**EXERCISES**.
[A] Print the Lê Thanh Đạo text from "Lê Thanh Đạo (born" to "with six kills.", word for word.
[B] Continue the text about the pilot Lê Thanh Đạo from the point where it ends.

═══ SUPPLIED TEXT

= Lê Thanh Đạo =

Lê Thanh Đạo (born 1944) is a former MiG-21 pilot of the Vietnamese People's Air Force. He flew with the 921st and 927th fighter regiment and tied for fourth place amongst Vietnam War fighter aces with six kills.

"We took off from Noi Bai Airbase ascending to an altitude of 3,500m toward Ba Vi... we discovered the enemy Phantoms and intercepted two aircraft in a pair, and I prepared to launch my missile, when another F-4 hit my MiG-21 and I had to eject immediately. While I was descending, a Phantom fired a burst from their cannon which made many holes in my parachute... I had fallen and crashed into a big rock at high speed. I was unconscious for two days; both legs and vertebra were broken... locals made a stretcher from my parachute and transported me a distance of 9km where an Mi-6 helicopter brought me to Hospital No. 108 where I stayed for 4 months... I was only able to return to flight duty after a year."

══════
═══ DATASET ENTRIES

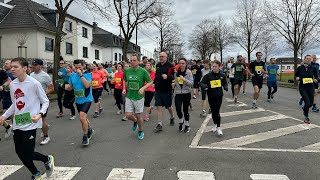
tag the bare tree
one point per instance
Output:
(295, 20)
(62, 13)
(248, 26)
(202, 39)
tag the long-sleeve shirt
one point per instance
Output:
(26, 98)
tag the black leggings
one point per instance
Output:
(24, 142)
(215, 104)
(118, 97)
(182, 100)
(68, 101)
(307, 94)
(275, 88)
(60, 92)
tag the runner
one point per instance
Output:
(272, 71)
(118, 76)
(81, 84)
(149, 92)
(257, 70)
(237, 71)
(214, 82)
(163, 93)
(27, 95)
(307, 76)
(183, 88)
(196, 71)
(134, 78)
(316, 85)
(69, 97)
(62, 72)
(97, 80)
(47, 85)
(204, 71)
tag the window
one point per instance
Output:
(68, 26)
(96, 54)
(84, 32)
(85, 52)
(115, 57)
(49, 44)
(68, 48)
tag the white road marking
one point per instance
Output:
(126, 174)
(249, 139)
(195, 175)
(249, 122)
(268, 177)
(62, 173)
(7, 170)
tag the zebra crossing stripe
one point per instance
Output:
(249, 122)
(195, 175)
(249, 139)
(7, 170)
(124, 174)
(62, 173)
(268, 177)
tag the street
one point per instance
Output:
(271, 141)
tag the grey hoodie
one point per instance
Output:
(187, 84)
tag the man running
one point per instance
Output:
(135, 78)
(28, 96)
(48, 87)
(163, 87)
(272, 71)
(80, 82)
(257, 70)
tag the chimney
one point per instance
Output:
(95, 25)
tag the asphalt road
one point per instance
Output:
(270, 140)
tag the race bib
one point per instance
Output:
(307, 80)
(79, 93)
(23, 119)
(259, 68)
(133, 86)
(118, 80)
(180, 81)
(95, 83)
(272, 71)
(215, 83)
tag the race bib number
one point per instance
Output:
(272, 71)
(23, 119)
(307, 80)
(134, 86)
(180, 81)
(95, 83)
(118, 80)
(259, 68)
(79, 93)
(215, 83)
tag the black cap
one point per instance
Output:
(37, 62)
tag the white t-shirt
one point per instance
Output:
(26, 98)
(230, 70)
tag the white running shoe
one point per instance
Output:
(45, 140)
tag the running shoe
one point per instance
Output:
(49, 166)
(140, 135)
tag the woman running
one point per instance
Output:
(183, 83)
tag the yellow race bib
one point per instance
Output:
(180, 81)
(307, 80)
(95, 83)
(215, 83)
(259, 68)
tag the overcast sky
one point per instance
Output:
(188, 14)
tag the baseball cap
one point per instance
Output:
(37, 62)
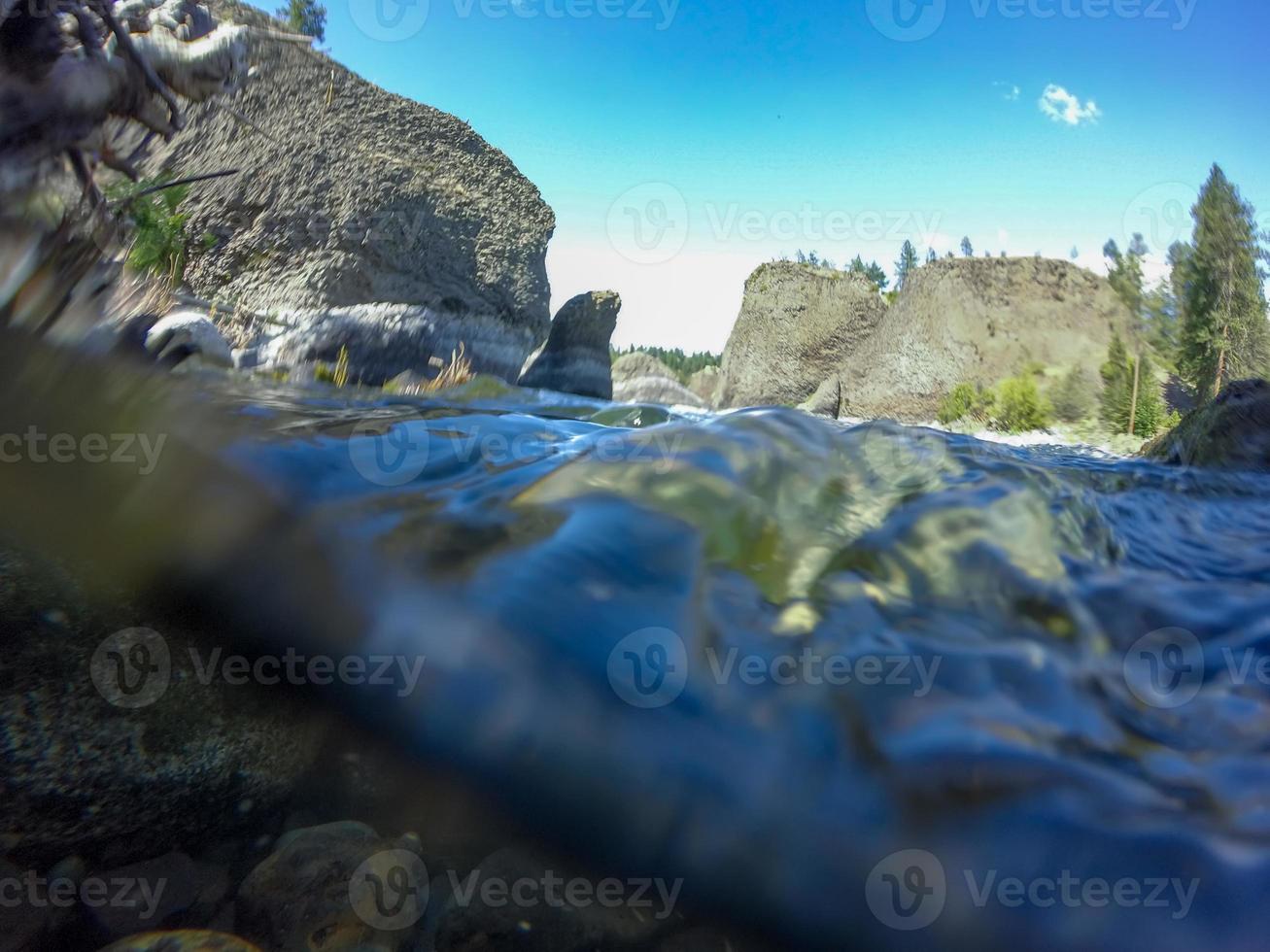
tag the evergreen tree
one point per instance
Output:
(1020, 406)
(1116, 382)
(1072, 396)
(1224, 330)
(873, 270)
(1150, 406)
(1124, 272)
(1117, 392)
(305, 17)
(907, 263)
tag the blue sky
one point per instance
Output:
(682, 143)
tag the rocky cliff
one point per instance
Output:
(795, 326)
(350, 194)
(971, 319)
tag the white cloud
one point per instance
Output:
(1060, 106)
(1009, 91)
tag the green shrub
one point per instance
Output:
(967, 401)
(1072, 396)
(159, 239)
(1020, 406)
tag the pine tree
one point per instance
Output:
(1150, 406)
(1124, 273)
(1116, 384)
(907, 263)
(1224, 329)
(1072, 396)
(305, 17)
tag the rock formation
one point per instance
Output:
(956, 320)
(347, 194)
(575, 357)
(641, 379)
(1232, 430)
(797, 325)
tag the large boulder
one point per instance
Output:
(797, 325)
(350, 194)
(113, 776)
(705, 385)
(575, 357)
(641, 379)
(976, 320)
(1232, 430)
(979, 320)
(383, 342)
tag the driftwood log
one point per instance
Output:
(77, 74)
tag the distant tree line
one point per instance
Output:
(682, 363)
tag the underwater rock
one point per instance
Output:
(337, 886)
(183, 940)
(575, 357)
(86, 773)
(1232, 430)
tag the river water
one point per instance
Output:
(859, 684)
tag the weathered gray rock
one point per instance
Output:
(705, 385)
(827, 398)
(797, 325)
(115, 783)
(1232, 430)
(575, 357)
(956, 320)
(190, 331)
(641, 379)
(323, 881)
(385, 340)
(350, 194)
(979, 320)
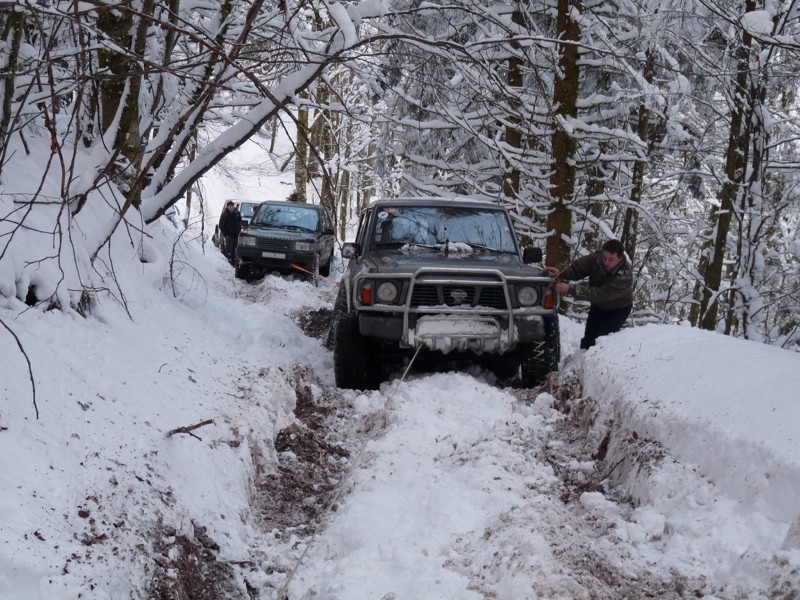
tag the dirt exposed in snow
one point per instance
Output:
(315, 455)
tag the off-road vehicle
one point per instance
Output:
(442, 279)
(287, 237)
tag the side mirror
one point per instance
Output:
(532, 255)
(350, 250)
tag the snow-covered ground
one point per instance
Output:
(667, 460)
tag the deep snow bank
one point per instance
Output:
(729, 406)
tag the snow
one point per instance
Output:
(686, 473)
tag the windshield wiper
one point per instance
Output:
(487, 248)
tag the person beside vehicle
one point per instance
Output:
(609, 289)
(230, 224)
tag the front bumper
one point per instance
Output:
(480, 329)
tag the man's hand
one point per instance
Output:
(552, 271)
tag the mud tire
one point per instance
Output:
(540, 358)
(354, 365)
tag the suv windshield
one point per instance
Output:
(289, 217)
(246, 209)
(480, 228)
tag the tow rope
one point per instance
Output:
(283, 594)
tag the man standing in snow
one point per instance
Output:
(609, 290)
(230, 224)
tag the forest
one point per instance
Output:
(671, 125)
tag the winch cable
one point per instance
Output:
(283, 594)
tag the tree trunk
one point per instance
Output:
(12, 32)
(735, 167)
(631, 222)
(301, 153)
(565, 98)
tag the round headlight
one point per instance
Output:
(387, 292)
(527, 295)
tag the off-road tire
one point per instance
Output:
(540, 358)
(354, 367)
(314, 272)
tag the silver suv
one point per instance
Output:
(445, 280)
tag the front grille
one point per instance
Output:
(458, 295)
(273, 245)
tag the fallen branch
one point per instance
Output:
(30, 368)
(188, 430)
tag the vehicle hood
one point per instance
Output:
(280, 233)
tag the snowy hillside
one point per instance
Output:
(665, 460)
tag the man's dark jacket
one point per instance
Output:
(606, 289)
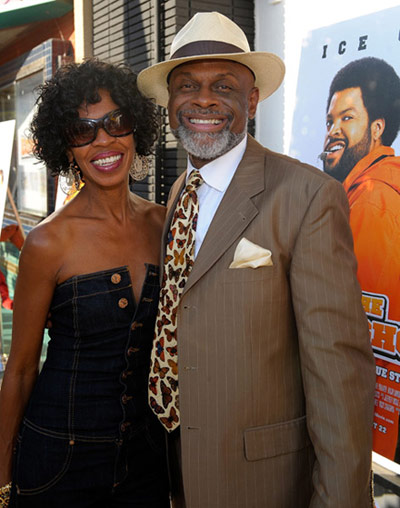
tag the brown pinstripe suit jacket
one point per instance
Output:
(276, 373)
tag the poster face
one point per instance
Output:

══════
═══ DATASET ENTRIES

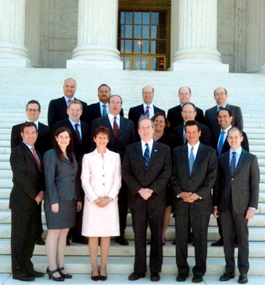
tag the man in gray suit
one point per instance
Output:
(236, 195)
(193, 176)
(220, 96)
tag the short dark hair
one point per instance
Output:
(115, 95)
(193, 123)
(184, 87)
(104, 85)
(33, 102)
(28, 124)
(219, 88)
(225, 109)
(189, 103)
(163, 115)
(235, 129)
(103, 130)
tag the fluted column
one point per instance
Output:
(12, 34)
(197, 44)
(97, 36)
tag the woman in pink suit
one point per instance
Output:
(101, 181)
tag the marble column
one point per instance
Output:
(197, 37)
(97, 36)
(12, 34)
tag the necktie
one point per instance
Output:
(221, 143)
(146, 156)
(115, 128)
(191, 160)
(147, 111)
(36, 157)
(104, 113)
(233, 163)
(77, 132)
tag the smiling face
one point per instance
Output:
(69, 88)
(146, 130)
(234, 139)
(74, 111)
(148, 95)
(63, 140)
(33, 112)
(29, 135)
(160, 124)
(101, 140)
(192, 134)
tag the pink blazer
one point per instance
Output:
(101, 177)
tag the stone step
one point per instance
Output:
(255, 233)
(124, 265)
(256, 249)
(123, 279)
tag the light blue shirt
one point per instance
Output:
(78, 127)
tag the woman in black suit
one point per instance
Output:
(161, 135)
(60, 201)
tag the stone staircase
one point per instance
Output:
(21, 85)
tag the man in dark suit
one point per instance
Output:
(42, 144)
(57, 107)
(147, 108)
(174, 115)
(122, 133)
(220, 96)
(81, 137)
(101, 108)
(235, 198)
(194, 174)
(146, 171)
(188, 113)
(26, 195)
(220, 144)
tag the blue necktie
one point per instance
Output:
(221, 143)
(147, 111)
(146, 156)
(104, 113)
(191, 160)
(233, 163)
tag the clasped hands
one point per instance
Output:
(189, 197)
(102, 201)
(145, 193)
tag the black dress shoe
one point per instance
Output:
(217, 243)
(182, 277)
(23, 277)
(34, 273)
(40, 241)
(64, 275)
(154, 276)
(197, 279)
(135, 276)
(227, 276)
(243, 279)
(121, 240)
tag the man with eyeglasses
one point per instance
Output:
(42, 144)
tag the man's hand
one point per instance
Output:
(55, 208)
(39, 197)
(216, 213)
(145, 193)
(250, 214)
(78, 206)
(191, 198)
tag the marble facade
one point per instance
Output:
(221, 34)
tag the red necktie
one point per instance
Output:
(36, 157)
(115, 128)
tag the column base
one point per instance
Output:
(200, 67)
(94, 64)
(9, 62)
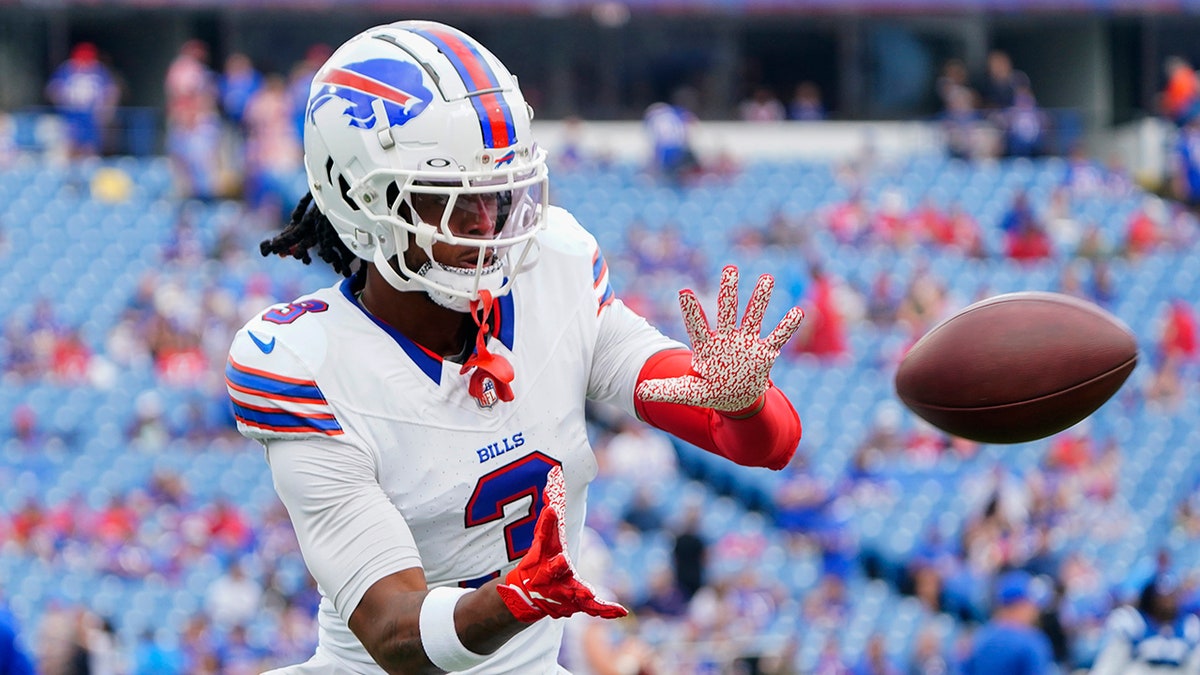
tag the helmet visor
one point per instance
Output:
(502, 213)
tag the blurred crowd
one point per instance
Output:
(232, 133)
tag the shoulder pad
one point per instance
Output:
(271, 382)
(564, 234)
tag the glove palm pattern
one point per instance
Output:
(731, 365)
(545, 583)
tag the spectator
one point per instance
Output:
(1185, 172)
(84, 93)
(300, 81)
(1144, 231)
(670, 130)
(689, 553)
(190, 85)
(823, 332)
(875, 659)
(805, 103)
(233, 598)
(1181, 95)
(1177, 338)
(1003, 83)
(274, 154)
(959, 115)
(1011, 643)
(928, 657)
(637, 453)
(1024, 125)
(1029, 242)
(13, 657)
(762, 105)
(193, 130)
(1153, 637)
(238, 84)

══════

**SET OF ANSWERS**.
[A]
Lê Thanh Đạo (born 1944) is a former MiG-21 pilot of the Vietnamese People's Air Force. He flew with the 921st and 927th fighter regiment and tied for fourth place amongst Vietnam War fighter aces with six kills.

[B]
— Le Thanh Dao, VPAF MiG-21 pilot, describing his final engagement with F-4 Phantoms on October 15, 1972, Page 214

The following victories include the kills that are known to be credited to him by the VPAF:
- 18 December 1971, a USAF F-4D (serial number 06-241, 555th Tactical Fighter Wing, pilot Johnson, WSO Vaughan, POWs);
- 10 May 1972, a USN F-4J (pilot Blackburn (MIA-KIA), RIO Rudloff (POW), US claims AAA);
- 12 June 1972, an F-4 Phantom (US does not confirm);
- 24 July 1972, an F-4 Phantom (US does not confirm);
- 24 July 1972, Firebee (shared);
- 9 September 1972, an F-4 Phantom (US does not confirm);
- 11 September 1972, a USAF F-4E (pilot Ratzlaff, WSO Heeren, POWs);
- 1 October 1972, an F-4 Phantom (US does not confirm).